--- TEXTE DE L'EXERCICE ---

L’histoire repasse les plats. Elle fonctionne dans la rime. Liquidation et délocalisation. Démolition et mondialisation. Elle possède sa poétique du pire sans mesurer l’alexandrin. Les histoires de Moulinex se suivent. Se ressemblent. À quelques variantes près. Marcel Trillat a planté son décor dans les Ardennes. Ça sent le pays vallonné, le froid lourd et le ciel noir, les rivières pépères qui cherchent la bonne pente, les silhouettes courbées. À Nouzonville, on façonne l’acier depuis Henry IV. Les ouvriers de la maison Thomé-Génot ont fabriqué des bielles pour les trains de la République, des rouages pour les moissonneuses, des alternateurs pour les voitures. Forgerons de la modernité.

--- DONNÉES DE L'EXERCICE ---

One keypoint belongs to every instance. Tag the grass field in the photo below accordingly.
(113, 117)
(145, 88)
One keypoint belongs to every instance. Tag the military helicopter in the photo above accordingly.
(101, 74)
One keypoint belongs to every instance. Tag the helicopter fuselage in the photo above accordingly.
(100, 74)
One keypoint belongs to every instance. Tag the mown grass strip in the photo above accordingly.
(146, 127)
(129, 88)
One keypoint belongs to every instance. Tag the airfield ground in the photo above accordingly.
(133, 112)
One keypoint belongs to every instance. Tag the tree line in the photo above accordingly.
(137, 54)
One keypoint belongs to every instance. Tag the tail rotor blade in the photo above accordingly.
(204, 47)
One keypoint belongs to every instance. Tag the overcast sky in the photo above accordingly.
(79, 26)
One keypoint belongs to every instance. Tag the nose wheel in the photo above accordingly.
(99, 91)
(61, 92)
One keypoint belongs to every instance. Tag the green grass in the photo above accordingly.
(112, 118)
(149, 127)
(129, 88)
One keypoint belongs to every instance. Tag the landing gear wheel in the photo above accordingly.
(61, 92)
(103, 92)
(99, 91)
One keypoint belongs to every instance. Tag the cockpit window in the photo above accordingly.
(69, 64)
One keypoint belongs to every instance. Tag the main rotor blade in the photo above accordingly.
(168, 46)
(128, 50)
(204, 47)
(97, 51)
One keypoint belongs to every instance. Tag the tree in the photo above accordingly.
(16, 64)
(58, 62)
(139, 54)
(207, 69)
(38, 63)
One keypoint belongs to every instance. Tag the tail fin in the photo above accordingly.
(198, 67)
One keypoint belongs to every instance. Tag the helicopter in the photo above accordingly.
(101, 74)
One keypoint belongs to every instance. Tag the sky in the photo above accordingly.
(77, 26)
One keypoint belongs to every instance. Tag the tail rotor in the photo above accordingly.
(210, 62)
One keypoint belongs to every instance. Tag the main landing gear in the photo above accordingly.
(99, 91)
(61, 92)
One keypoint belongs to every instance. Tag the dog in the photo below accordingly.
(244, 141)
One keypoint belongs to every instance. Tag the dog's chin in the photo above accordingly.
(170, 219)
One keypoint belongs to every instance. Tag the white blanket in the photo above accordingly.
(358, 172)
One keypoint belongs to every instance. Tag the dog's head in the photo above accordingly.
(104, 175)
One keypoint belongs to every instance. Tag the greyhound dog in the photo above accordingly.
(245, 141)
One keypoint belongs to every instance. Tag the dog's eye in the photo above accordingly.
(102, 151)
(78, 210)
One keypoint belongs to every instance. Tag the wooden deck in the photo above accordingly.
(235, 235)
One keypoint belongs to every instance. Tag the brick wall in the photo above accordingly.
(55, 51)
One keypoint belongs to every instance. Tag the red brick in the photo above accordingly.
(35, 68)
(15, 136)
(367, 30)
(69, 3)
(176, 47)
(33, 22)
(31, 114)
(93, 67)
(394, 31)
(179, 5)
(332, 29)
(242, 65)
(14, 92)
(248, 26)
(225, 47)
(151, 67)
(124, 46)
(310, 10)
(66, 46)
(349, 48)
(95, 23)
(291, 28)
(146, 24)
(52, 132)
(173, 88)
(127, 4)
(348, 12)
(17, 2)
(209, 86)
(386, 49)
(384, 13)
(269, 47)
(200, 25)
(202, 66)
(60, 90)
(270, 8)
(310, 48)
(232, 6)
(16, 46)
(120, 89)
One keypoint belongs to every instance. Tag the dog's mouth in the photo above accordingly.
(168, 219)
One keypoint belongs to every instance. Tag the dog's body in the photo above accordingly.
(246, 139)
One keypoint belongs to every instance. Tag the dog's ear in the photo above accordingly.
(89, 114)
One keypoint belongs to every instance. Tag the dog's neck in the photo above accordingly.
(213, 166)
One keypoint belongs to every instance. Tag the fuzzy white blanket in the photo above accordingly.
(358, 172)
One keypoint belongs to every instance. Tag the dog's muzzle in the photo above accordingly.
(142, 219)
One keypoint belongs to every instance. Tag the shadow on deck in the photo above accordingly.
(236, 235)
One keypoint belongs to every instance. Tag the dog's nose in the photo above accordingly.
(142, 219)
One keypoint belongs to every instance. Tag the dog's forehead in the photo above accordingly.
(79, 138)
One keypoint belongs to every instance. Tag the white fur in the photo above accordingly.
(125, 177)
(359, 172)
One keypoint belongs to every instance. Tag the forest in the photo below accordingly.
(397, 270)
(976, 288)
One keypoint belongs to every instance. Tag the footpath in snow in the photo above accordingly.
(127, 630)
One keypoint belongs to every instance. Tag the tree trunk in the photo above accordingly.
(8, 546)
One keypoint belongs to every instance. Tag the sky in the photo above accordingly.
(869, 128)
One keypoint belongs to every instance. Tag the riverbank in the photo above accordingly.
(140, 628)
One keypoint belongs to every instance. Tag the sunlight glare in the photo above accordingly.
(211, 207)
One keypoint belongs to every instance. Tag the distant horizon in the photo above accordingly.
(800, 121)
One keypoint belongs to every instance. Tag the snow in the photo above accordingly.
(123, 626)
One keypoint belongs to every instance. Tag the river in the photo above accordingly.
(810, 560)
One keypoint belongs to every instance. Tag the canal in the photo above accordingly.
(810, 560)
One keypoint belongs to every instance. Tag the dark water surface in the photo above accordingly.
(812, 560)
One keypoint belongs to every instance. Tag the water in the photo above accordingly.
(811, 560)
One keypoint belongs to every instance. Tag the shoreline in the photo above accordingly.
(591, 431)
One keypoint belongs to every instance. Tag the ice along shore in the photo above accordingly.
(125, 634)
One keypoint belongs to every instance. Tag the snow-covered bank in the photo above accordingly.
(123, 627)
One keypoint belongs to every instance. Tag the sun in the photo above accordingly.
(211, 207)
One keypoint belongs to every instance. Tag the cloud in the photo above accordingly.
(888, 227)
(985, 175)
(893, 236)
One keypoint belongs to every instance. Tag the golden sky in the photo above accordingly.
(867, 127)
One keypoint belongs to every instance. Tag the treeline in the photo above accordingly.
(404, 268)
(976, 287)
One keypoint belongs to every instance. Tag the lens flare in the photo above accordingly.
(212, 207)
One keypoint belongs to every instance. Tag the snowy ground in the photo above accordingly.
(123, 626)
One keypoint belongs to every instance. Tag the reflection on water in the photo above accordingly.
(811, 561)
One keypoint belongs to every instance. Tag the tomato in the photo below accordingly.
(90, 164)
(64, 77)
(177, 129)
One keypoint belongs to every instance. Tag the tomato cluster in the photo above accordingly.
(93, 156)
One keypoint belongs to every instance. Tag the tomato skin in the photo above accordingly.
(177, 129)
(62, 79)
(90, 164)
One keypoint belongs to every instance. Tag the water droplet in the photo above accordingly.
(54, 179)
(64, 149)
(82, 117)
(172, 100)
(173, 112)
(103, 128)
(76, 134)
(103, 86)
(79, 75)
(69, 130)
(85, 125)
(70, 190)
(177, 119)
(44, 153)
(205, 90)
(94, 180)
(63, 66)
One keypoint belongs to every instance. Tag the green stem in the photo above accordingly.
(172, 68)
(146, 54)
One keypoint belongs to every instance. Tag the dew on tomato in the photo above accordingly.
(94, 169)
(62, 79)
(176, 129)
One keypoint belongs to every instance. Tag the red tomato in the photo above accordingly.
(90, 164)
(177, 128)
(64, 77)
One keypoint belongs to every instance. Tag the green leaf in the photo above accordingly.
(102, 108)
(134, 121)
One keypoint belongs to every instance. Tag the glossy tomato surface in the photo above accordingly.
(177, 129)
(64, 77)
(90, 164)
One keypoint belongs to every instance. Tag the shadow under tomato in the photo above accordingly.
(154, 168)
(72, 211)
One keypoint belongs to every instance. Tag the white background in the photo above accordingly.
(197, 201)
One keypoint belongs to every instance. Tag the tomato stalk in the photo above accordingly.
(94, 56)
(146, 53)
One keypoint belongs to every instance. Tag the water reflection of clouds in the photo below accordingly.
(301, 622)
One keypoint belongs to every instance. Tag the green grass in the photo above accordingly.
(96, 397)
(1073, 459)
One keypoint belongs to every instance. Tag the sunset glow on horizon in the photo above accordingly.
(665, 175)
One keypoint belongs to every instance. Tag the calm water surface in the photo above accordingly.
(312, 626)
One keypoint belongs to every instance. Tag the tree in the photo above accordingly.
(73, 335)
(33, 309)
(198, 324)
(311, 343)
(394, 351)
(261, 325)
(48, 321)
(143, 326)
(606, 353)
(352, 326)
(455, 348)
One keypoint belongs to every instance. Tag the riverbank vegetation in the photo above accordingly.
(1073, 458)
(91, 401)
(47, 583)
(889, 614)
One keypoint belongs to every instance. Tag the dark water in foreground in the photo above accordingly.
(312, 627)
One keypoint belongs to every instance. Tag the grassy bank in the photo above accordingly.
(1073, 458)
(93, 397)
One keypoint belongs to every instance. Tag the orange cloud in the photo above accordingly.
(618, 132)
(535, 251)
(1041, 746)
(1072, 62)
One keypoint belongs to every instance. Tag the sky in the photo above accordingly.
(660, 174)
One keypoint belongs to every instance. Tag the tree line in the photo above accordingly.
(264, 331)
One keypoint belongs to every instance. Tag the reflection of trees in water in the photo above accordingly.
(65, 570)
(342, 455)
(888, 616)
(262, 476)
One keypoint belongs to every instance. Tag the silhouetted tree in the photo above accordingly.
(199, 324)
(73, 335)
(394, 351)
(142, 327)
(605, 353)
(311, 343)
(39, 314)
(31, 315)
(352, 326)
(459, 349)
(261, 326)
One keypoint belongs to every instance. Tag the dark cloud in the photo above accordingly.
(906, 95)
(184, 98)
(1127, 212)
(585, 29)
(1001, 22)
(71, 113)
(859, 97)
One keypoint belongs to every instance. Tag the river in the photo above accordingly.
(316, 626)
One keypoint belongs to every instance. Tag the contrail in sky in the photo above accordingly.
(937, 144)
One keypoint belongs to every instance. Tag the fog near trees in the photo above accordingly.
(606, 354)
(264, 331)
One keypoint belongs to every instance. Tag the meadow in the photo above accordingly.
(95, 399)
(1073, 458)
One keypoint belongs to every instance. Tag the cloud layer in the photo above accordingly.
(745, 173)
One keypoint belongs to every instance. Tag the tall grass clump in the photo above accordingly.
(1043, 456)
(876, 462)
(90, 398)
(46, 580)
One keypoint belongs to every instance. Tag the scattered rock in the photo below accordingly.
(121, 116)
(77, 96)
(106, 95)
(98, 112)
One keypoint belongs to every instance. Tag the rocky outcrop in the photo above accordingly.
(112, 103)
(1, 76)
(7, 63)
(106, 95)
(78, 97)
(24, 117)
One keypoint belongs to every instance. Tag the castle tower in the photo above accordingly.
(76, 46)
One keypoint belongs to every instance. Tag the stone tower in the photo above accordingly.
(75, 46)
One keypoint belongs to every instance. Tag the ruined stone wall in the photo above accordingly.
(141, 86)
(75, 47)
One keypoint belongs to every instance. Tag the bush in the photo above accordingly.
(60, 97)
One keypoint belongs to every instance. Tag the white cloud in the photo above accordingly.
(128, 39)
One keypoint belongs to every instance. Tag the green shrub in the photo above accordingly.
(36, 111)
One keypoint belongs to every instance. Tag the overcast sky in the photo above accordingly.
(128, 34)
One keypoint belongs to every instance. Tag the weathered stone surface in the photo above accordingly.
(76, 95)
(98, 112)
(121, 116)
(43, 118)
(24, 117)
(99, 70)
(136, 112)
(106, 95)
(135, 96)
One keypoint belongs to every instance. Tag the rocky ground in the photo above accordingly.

---

Dans le texte sur Nouzonville, pourquoi les ouvriers de la maison Thomé-Génot sont-ils appelés « Forgerons de la modernité » ? Répondez en une à trois phrases. Les enregistrements forment un contenu à part, distinct du texte.

Ils ont fabriqué des bielles pour les trains de la République, des rouages pour les moissonneuses et des alternateurs pour les voitures. C'est ce travail que le texte résume par « Forgerons de la modernité ».